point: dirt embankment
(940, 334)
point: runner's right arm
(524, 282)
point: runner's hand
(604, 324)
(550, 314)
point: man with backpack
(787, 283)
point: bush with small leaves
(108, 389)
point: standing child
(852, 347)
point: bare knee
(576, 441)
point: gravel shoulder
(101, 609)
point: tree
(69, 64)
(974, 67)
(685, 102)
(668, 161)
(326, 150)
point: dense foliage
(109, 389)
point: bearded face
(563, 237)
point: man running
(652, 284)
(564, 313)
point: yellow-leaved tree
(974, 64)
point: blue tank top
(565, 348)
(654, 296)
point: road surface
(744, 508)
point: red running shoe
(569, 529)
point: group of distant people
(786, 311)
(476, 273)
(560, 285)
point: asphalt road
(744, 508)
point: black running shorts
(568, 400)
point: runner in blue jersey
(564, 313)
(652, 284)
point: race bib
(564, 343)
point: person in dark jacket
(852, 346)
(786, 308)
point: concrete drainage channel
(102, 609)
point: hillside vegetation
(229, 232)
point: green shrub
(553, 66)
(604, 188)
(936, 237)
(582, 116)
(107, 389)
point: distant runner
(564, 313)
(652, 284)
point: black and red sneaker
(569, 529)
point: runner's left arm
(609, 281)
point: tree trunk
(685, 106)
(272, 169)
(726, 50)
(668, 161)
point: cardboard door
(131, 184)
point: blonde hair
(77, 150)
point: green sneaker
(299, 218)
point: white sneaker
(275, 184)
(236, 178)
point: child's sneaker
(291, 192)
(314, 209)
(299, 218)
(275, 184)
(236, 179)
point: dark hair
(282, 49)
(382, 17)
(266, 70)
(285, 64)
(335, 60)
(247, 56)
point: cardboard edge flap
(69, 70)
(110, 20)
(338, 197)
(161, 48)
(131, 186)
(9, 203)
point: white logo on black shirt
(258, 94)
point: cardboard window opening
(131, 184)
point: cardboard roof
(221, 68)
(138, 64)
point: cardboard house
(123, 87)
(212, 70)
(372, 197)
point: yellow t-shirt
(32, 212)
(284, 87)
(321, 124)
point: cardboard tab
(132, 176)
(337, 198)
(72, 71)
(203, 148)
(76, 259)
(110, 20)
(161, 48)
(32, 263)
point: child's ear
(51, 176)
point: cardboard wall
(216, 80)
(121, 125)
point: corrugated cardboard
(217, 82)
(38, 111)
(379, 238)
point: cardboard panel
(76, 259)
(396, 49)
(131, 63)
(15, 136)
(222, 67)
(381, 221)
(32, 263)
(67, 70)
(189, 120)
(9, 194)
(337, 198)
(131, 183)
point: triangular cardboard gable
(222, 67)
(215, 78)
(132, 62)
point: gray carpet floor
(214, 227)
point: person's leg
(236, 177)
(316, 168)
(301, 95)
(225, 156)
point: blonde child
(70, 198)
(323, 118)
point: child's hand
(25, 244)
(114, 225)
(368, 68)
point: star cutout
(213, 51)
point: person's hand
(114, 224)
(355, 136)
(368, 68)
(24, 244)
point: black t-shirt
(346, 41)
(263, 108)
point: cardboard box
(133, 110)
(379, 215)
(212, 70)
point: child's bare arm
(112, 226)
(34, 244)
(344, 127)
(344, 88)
● ● ● ●
-- WRITTEN EXERCISE --
Output the listing above word for word.

-- EXERCISE OUTPUT --
point: dirt embankment
(940, 334)
point: runner's right arm
(524, 282)
point: runner's hand
(604, 324)
(550, 314)
point: man with backpack
(787, 283)
point: bush with small leaves
(108, 389)
point: standing child
(852, 347)
point: bare knee
(576, 441)
point: gravel shoulder
(101, 609)
point: tree
(69, 64)
(974, 67)
(685, 102)
(668, 161)
(326, 150)
point: dense foliage
(109, 389)
point: bearded face
(563, 237)
point: man running
(652, 284)
(564, 313)
point: yellow-leaved tree
(974, 64)
point: blue tank top
(565, 348)
(654, 296)
point: road surface
(744, 508)
point: red running shoe
(569, 529)
point: group of distant people
(786, 311)
(476, 273)
(560, 285)
point: asphalt road
(744, 508)
point: black running shorts
(568, 400)
point: runner in blue jersey
(564, 313)
(652, 284)
point: race bib
(564, 343)
point: person in dark jacket
(852, 346)
(786, 308)
point: concrete drainage channel
(102, 609)
point: hillside vegetation
(229, 232)
point: green shrub
(553, 66)
(604, 188)
(936, 237)
(582, 116)
(107, 389)
point: distant runner
(564, 313)
(652, 284)
point: black and red sneaker
(569, 529)
point: runner's left arm
(609, 281)
point: tree trunk
(685, 106)
(272, 169)
(726, 50)
(668, 161)
point: cardboard door
(131, 184)
point: blonde hair
(77, 150)
point: green sneaker
(299, 218)
point: white sneaker
(275, 184)
(236, 178)
point: child's sneaker
(291, 192)
(314, 209)
(299, 218)
(275, 184)
(236, 179)
point: dark hair
(282, 49)
(382, 17)
(266, 70)
(285, 64)
(335, 60)
(247, 56)
point: cardboard edge flap
(69, 70)
(110, 20)
(338, 197)
(161, 48)
(131, 186)
(9, 203)
point: white logo on black shirt
(258, 94)
point: cardboard window opening
(131, 184)
point: cardboard roof
(221, 68)
(138, 64)
point: cardboard house
(123, 87)
(212, 70)
(372, 197)
point: yellow t-shirt
(32, 212)
(284, 87)
(321, 124)
point: cardboard tab
(132, 176)
(337, 198)
(72, 71)
(203, 148)
(76, 259)
(110, 20)
(161, 48)
(32, 263)
point: child's ear
(51, 176)
point: cardboard wall
(216, 80)
(121, 125)
point: corrugated cardboard
(217, 82)
(38, 111)
(379, 238)
point: cardboard panel
(76, 259)
(396, 49)
(131, 63)
(15, 136)
(222, 67)
(381, 221)
(32, 263)
(67, 70)
(189, 120)
(9, 194)
(337, 198)
(131, 183)
point: triangular cardboard gable
(222, 67)
(215, 78)
(132, 62)
point: gray carpet floor
(214, 227)
point: person's leg
(236, 177)
(316, 168)
(301, 95)
(225, 156)
point: blonde child
(70, 198)
(323, 118)
point: child's hand
(25, 244)
(114, 225)
(368, 68)
point: star cutout
(213, 51)
point: person's hand
(114, 224)
(355, 136)
(368, 68)
(24, 244)
point: black t-shirt
(346, 41)
(263, 108)
point: cardboard box
(133, 110)
(379, 215)
(212, 70)
point: child's bare arm
(112, 226)
(34, 244)
(344, 127)
(344, 88)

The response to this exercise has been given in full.